**The request:**
Please pick out each line of the material below that contains the word "small", and copy those lines.

**Available records:**
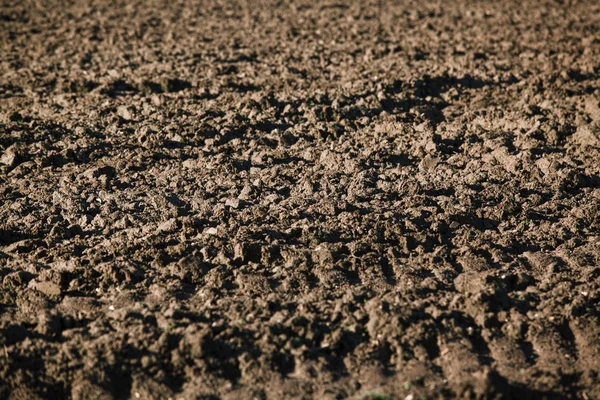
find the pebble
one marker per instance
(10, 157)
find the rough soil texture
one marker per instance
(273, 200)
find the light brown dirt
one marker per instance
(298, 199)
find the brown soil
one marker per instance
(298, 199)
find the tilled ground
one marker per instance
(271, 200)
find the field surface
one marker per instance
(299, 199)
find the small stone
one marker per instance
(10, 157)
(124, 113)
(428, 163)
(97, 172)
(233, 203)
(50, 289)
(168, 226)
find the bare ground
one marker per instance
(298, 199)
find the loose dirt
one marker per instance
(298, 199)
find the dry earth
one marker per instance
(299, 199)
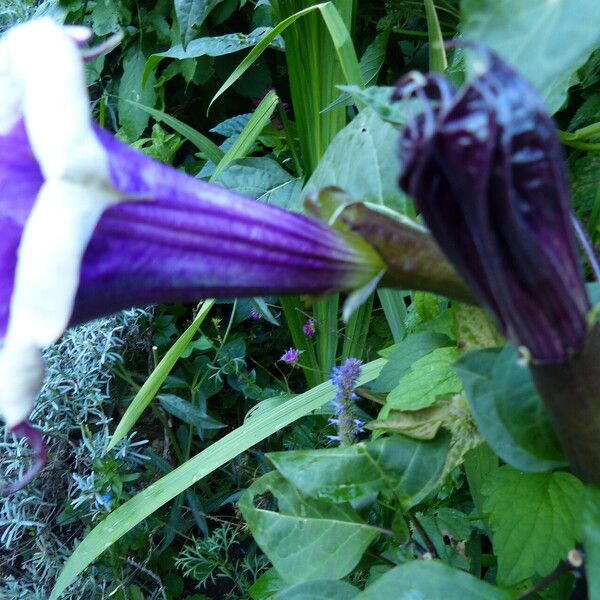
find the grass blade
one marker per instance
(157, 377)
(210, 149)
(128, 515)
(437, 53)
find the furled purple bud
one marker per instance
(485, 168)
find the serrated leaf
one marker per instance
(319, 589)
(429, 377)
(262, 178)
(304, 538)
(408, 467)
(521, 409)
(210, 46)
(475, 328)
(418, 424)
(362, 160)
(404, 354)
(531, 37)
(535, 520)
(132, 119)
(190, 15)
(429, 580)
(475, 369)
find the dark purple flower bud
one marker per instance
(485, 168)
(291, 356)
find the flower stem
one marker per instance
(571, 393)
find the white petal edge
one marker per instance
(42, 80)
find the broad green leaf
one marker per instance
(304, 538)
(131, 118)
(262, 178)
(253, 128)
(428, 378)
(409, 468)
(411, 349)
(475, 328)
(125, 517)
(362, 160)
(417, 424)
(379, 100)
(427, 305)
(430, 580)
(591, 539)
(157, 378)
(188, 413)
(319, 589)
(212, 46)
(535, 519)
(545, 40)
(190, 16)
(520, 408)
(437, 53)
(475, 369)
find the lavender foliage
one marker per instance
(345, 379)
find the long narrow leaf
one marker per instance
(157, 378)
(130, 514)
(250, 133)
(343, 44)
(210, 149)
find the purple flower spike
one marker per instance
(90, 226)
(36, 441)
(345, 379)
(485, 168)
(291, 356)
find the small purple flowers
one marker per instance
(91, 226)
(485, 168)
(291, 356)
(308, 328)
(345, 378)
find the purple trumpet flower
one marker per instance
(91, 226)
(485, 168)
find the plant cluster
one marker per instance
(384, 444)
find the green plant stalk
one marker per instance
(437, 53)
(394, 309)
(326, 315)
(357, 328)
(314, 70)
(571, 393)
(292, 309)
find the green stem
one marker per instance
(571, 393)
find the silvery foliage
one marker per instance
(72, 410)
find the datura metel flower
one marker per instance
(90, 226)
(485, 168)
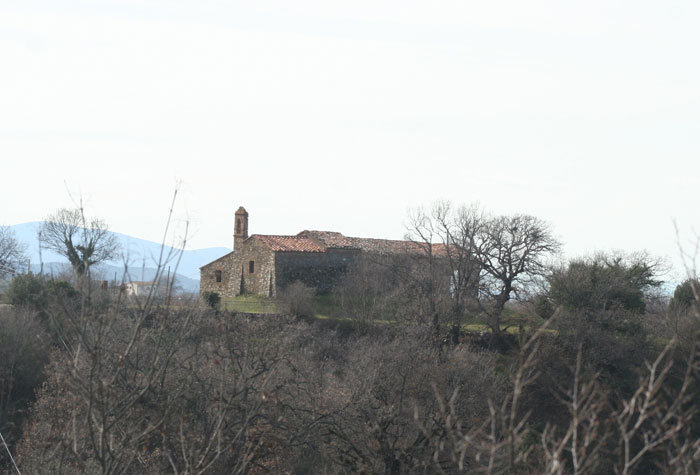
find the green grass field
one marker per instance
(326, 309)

==

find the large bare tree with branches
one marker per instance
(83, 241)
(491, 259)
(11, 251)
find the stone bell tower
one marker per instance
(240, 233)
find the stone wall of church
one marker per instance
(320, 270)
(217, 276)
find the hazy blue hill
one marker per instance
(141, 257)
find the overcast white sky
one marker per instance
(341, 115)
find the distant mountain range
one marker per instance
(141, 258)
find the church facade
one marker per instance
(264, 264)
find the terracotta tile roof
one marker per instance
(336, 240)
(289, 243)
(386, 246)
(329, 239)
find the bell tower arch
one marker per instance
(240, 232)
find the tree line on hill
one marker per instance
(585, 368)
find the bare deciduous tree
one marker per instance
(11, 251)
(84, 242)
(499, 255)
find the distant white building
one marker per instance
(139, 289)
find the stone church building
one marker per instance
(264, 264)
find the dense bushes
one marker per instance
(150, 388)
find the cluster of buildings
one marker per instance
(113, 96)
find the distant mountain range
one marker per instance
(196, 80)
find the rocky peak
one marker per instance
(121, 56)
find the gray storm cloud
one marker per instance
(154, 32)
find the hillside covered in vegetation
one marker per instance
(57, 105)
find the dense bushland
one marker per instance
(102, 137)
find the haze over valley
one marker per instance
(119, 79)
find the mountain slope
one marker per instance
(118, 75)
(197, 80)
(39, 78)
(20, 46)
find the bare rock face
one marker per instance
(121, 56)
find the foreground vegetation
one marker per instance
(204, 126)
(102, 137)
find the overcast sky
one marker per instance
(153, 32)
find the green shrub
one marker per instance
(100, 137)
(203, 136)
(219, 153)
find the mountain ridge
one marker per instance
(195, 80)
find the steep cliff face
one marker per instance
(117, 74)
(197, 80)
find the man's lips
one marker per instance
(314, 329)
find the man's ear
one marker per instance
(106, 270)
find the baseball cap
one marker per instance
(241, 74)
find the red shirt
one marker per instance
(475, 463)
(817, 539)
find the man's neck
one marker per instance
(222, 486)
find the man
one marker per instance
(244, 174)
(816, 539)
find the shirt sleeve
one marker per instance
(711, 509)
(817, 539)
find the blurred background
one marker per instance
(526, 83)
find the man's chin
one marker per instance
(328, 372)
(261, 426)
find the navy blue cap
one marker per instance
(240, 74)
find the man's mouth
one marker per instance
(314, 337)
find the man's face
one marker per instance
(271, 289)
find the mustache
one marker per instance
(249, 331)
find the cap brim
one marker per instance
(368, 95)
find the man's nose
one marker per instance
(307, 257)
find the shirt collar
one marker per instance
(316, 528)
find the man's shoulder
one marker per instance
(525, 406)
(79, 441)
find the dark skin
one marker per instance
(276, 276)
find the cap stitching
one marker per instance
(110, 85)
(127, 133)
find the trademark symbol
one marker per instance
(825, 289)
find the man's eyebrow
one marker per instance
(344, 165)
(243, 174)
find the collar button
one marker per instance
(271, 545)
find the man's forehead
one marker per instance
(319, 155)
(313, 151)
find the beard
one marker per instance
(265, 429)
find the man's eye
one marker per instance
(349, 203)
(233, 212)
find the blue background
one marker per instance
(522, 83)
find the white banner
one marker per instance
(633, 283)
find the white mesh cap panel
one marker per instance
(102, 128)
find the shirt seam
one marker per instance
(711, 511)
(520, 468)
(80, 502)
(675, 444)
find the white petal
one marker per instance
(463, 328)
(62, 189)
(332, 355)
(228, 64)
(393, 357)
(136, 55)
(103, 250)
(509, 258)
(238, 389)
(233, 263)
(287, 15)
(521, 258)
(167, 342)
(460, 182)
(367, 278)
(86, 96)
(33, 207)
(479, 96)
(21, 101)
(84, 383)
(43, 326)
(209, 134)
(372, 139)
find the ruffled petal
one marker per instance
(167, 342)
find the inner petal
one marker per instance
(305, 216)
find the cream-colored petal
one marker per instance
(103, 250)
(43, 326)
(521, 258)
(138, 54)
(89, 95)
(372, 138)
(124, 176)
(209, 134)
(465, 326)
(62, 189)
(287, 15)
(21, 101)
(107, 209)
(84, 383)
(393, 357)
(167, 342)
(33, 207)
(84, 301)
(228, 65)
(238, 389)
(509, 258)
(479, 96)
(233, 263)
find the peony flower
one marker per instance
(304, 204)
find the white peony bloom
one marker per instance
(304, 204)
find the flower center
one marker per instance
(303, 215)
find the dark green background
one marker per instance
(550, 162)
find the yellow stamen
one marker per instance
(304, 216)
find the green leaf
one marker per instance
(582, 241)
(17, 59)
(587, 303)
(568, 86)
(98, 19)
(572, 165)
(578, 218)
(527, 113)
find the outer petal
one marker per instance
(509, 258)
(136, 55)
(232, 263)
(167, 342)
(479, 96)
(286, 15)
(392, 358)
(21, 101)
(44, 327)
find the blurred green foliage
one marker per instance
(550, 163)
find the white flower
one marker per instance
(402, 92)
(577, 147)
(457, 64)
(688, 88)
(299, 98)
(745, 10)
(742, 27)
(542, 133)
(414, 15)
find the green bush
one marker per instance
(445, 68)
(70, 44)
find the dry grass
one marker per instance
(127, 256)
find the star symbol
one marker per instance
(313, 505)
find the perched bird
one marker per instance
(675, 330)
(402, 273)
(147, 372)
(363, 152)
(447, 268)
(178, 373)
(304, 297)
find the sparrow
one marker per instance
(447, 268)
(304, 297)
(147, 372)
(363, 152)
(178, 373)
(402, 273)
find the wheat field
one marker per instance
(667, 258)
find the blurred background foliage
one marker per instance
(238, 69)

**Result below:**
find the small stone
find the small purple flowers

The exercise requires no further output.